**Questions to answer:**
1. Transcribe the part of the audiobook review starting with "I pulled up" and going on through "very thought provoking.".
2. Answer these from the audiobook review:
(a) Who narrated the audiobook?
(b) What rating did the reviewer give?
(c) Who is the lead character?

**Given passage:**

Told with humor and breathtaking poignancy, Love and First Sight is a story about how we relate to each other and the world around us.
©2017 Josh Sundquist (P)2017 Hachette Audio
View all my reviews
My rating: 2 of 5 stars
Love and First Sight
By: Josh Sundquist
Narrated by: Pat Young
Length: 6 hrs and 25 mins
Release date: 01-03-17
Publisher: Hachette Audio
I have to admit at first while listening to this audiobook, I was worried I had grabbed another whiney angsty teen novel. For the most part YA fiction can be some really nice stories and story telling but many of them fall prey to the "let's make a romance novel for kids" genre. This one starts in that direction and you do get a bit of the whiney but not necessarily from the lead character, Will Porter, but from some of his friends. What I, at first, got from Will was that he was a smug know-it-all and being blind made him better. I'll talk more about the love interest later.
I pulled up my bootstraps and kept rolling with this book only because of the author's description of how it is being blind. I have several blind friends (it's because of one of those friends I started listening to audiobooks in the first place) and I have never really understood what their life is like. Josh Sundquist writes about that experience through Will Porter and gave me a better understanding of what a sightless world is like. Concepts such as perspective and colors were explained to me in ways I never would have even considered and then when Will gets the miracle surgery restoring his eyesight, the learning HOW to see floored me. I've since talked this over with one of my friends and he said that it sounded like some of the reasons he has not considered gaining eyesight if the chance arose. Sundquist's descriptions are very thought provoking.

**Supplied information:**
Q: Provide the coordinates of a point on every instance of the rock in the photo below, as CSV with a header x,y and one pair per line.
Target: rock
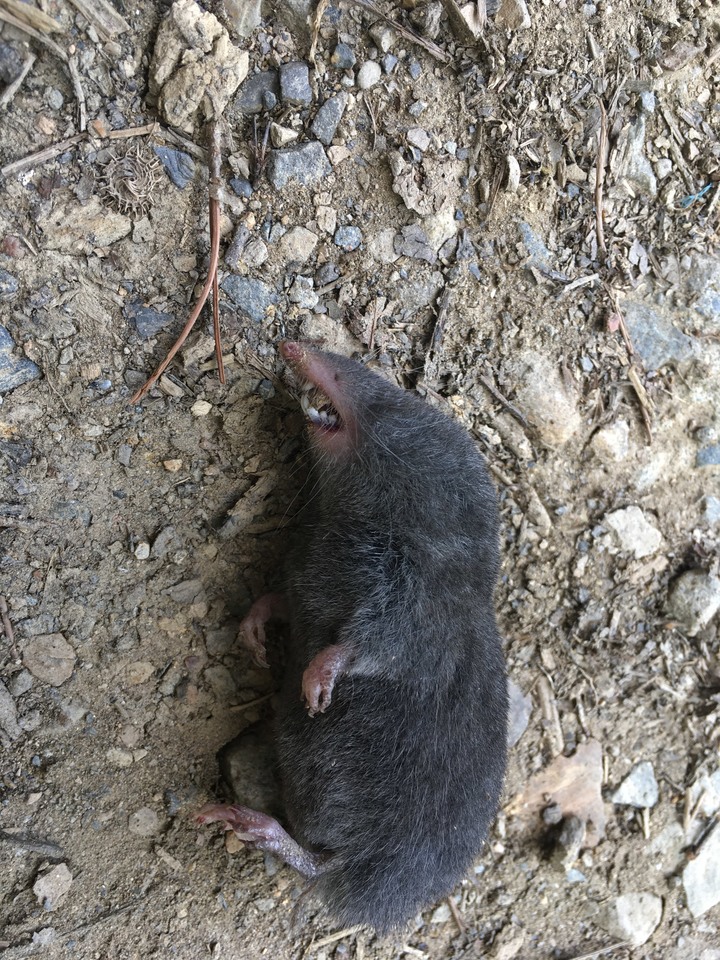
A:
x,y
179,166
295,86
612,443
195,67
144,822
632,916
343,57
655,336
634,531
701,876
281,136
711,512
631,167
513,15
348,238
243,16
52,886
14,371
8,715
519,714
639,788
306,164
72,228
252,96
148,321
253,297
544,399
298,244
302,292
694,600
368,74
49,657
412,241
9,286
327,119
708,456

==

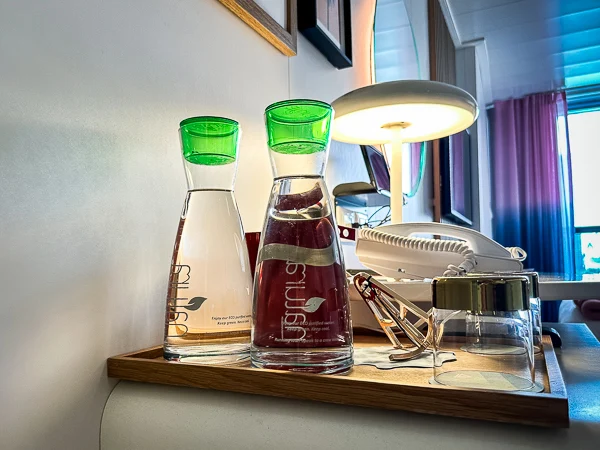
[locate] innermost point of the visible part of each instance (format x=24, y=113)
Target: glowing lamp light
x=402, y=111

* * *

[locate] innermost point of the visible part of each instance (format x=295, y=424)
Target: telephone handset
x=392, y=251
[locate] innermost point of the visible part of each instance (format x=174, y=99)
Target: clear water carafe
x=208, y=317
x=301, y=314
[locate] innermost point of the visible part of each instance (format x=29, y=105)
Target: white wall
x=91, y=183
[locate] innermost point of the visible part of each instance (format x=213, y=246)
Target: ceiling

**Answer list:**
1.
I pulled up my bootstraps and kept rolling with this book only because of the author's description of how it is being blind. I have several blind friends (it's because of one of those friends I started listening to audiobooks in the first place) and I have never really understood what their life is like. Josh Sundquist writes about that experience through Will Porter and gave me a better understanding of what a sightless world is like. Concepts such as perspective and colors were explained to me in ways I never would have even considered and then when Will gets the miracle surgery restoring his eyesight, the learning HOW to see floored me. I've since talked this over with one of my friends and he said that it sounded like some of the reasons he has not considered gaining eyesight if the chance arose. Sundquist's descriptions are very thought provoking.

2.
(a) Pat Young
(b) 2 of 5 stars
(c) Will Porter